---------- TEXTO EXTRAÍDO
THOMAS WASABURO OTAKE (1872-1944), O PRIMEIRO BRASILEIRO NIKKEI
Por Masato Ninomiya
Advogado, tradutor público juramentado e professor doutor na Faculdade de Direito da Universidade de São Paulo
Nascido em Tóquio nos primeiros anos da era Meiji (1868-1912), Otake foi o primeiro japonês a viver no Brasil, embora alguns patrícios tivessem tido oportunidade de conhecer o país antes dele, embora sempre na qualidade de viajantes. Otake foi recrutado, aos 17 anos, como um dos intérpretes de língua inglesa para servir aos oficiais da belonave brasileira Almirante Barroso, que havia atracado em Yokohama em julho de 1889, no curso de sua viagem de circunavegação. Teria conhecido o Príncipe Dom Augusto Leopoldo, neto de D. Pedro II, que estava a bordo como oficial com a patente de Segundo Tenente, e que o teria convidado a viajar na belonave para conhecer o Brasil.
Embarcou apressadamente, sem ao menos ter consigo o passaporte, documento indispensável para viagens internacionais, fato que anos após, teria suscitado desconfiança das autoridades quando regressou ao Japão, se não teria viajado clandestinamente para o Brasil a fim de fugir do serviço militar. Curiosamente, seu nome nem sequer é mencionado no Diário de Bordo do Almirante Barroso, embora seu comandante, o Capitão de Mar e Guerra Custódio José de Mello, mais tarde promovido a Contra-Almirante e ocupando o posto de Ministro da Marinha nos primeiros anos da República, tivesse a obrigação de registrar todos os acontecimentos a bordo.
--------------------
ENUNCIADO DA TAREFA: Reescreva o trecho do texto sobre Otake entre "THOMAS WASABURO OTAKE" e "conhecer o Brasil.", inclusive, trocando "belonave" por "embarcação".
---------- DADOS FORNECIDOS
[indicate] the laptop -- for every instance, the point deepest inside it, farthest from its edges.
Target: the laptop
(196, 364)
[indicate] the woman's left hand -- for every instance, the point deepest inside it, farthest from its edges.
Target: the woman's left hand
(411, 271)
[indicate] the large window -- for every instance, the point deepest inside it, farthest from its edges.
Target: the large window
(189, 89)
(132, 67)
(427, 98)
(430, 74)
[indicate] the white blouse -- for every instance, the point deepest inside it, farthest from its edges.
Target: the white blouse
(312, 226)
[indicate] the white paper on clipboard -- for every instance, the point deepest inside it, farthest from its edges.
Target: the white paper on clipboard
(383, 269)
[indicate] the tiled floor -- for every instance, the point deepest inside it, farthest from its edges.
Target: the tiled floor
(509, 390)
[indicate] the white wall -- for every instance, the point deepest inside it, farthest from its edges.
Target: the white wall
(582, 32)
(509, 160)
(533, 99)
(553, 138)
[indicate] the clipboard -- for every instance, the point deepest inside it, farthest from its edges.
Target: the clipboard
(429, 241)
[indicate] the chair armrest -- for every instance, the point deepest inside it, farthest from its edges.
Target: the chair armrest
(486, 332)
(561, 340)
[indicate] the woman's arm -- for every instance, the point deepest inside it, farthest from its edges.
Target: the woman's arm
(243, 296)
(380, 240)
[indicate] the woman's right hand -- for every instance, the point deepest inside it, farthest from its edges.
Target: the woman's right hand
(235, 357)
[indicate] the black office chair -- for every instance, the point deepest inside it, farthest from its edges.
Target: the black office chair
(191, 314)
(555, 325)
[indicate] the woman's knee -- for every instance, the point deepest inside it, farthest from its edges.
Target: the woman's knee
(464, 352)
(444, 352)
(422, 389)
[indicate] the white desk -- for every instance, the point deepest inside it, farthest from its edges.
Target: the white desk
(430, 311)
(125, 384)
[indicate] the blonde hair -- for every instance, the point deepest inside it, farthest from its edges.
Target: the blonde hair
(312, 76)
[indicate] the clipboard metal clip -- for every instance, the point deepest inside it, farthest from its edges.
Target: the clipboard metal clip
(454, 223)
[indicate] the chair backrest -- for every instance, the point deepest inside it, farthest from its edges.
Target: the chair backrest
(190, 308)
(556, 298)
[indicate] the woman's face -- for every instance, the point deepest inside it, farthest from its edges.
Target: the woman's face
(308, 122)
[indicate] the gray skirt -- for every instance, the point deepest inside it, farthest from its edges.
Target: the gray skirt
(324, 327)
--------------------
RESPOSTA COMPLETA:
THOMAS WASABURO OTAKE (1872-1944), O PRIMEIRO BRASILEIRO NIKKEI
Por Masato Ninomiya
Advogado, tradutor público juramentado e professor doutor na Faculdade de Direito da Universidade de São Paulo
Nascido em Tóquio nos primeiros anos da era Meiji (1868-1912), Otake foi o primeiro japonês a viver no Brasil, embora alguns patrícios tivessem tido oportunidade de conhecer o país antes dele, embora sempre na qualidade de viajantes. Otake foi recrutado, aos 17 anos, como um dos intérpretes de língua inglesa para servir aos oficiais da embarcação brasileira Almirante Barroso, que havia atracado em Yokohama em julho de 1889, no curso de sua viagem de circunavegação. Teria conhecido o Príncipe Dom Augusto Leopoldo, neto de D. Pedro II, que estava a bordo como oficial com a patente de Segundo Tenente, e que o teria convidado a viajar na embarcação para conhecer o Brasil.